→ **Aim of the task**: Would you write out the data below exactly, with every line intact?

+++

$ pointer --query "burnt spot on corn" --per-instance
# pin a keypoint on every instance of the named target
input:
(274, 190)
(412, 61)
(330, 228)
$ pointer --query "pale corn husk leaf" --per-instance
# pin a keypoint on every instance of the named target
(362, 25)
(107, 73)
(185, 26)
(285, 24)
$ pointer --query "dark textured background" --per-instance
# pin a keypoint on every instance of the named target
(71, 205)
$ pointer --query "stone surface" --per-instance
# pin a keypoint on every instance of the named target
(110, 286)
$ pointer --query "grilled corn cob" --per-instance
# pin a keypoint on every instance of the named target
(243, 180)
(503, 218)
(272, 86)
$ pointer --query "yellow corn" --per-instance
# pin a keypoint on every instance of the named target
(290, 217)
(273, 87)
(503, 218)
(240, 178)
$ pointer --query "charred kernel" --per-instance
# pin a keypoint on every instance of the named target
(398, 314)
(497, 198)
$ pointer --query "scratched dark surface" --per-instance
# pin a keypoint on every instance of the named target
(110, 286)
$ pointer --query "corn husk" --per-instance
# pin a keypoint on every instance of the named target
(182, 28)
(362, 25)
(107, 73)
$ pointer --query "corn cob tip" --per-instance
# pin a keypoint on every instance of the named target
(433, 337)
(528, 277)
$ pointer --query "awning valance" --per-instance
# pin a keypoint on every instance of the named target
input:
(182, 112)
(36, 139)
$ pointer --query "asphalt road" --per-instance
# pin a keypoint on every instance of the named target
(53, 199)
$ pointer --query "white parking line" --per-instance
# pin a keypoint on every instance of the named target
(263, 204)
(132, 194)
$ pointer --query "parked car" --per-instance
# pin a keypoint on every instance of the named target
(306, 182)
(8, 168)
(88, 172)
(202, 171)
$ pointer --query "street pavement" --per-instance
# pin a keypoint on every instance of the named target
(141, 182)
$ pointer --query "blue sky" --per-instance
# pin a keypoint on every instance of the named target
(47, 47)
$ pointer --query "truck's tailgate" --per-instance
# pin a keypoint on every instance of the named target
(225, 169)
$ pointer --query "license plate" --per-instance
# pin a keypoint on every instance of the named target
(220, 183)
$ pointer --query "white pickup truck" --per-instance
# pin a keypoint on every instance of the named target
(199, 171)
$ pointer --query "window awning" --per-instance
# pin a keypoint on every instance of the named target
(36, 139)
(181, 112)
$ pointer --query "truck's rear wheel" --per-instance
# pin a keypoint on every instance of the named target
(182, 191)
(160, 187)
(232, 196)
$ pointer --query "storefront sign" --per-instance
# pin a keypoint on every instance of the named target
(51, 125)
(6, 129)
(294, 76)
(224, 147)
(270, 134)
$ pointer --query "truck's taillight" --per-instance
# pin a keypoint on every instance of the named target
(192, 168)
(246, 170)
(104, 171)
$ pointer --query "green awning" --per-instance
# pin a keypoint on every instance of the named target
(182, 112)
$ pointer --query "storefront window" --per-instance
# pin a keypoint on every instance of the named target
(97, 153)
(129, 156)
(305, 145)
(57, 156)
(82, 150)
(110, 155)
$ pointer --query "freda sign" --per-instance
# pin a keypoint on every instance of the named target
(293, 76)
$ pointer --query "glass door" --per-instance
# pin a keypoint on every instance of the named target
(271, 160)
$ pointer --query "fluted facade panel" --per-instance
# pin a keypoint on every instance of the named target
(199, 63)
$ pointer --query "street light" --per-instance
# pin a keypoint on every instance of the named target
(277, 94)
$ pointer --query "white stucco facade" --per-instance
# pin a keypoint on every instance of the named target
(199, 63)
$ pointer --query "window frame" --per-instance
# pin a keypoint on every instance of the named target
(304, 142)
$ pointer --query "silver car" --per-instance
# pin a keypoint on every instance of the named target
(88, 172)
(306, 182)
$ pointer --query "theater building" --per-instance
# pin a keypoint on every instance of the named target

+++

→ **Reply**:
$ pointer --query "burnt spot on corn" --per-instance
# pin a keypoint on every instance of the named target
input:
(274, 190)
(412, 61)
(330, 228)
$ pointer --query "pale corn husk leaf" --per-instance
# pin a keypoint on every instance of the named target
(362, 25)
(107, 73)
(185, 26)
(285, 24)
$ pointer --query "dark textured background" --per-instance
# pin a keypoint on every instance of the named target
(71, 205)
$ pointer --query "stone surface" --per-instance
# pin a keypoint on every instance of the named target
(110, 286)
$ pointer --query "grilled corn cob" --per-instance
# pin a keypoint on every instance of the named target
(243, 180)
(503, 218)
(272, 86)
$ pointer --query "yellow corn" --per-instance
# pin a keypoint on every instance of the named target
(290, 217)
(273, 87)
(503, 218)
(240, 178)
$ pointer --query "charred kernel" --per-instance
# pin a keypoint on every instance of the named target
(398, 314)
(497, 198)
$ pointer --query "scratched dark surface" --per-instance
# pin a keypoint on every instance of the named target
(110, 286)
$ pointer --query "corn husk" --per-instance
# pin a keypoint on every instance of the named target
(182, 28)
(362, 25)
(107, 73)
$ pointer --query "corn cob tip" --per-instance
# pin a keypoint on every instance of the named target
(433, 337)
(528, 277)
$ pointer --query "awning valance" --per-instance
# pin a keypoint on every instance of the named target
input:
(182, 112)
(36, 139)
$ pointer --query "asphalt road" --per-instance
# pin a keypoint on every instance of the named target
(53, 199)
$ pointer --query "white parking line" --per-instance
# pin a keypoint on every instance of the named target
(263, 204)
(132, 194)
$ pointer --query "parked car" --per-instance
# pin a keypoint on every instance of the named target
(306, 182)
(8, 168)
(88, 172)
(202, 171)
$ pointer --query "street pavement" --per-instance
# pin a keypoint on every instance of the named target
(141, 182)
$ pointer --query "blue sky" --per-instance
# pin a keypoint on every instance of the named target
(47, 47)
$ pointer --query "truck's tailgate" --per-instance
# pin a keypoint on every instance of the named target
(225, 169)
$ pointer --query "license plate" --per-instance
# pin a keypoint on every instance of the named target
(220, 183)
$ pointer --query "white pickup truck" --per-instance
# pin a keypoint on every instance of the named target
(199, 171)
$ pointer --query "window awning" --per-instance
# pin a keypoint on every instance of the named target
(36, 139)
(181, 112)
$ pointer --query "truck's rear wheel" --per-instance
# pin a keypoint on every instance of the named target
(182, 191)
(160, 187)
(232, 196)
$ pointer --query "storefront sign" --per-instance
# pin a keypoint on every instance of the named target
(51, 125)
(6, 129)
(294, 76)
(224, 147)
(270, 134)
$ pointer --query "truck's taillight" --per-instance
# pin a keypoint on every instance of the named target
(192, 168)
(246, 170)
(104, 171)
$ pointer --query "green awning" --per-instance
# pin a keypoint on every instance of the named target
(182, 112)
$ pointer --query "storefront window" --per-instance
# pin a keypoint on every instance of the named target
(97, 153)
(129, 156)
(305, 145)
(57, 156)
(82, 150)
(110, 155)
$ pointer --query "freda sign" --per-instance
# pin a keypoint on every instance of the named target
(293, 76)
$ pointer --query "glass door" --per-instance
# pin a keypoint on every instance of the named target
(271, 160)
$ pointer --query "fluted facade panel" --per-instance
# pin a keypoint on every instance of the named target
(199, 63)
$ pointer --query "street light" --per-instance
# pin a keypoint on every instance of the named target
(277, 94)
$ pointer --query "white stucco facade" --per-instance
# pin a keypoint on every instance of the named target
(199, 63)
$ pointer --query "window frame" --per-instance
# pin a keypoint on every instance of the named target
(304, 142)
$ pointer --query "silver car" --per-instance
# pin a keypoint on every instance of the named target
(88, 172)
(306, 182)
$ pointer --query "theater building" --per-instance
# pin a keypoint on every instance of the named target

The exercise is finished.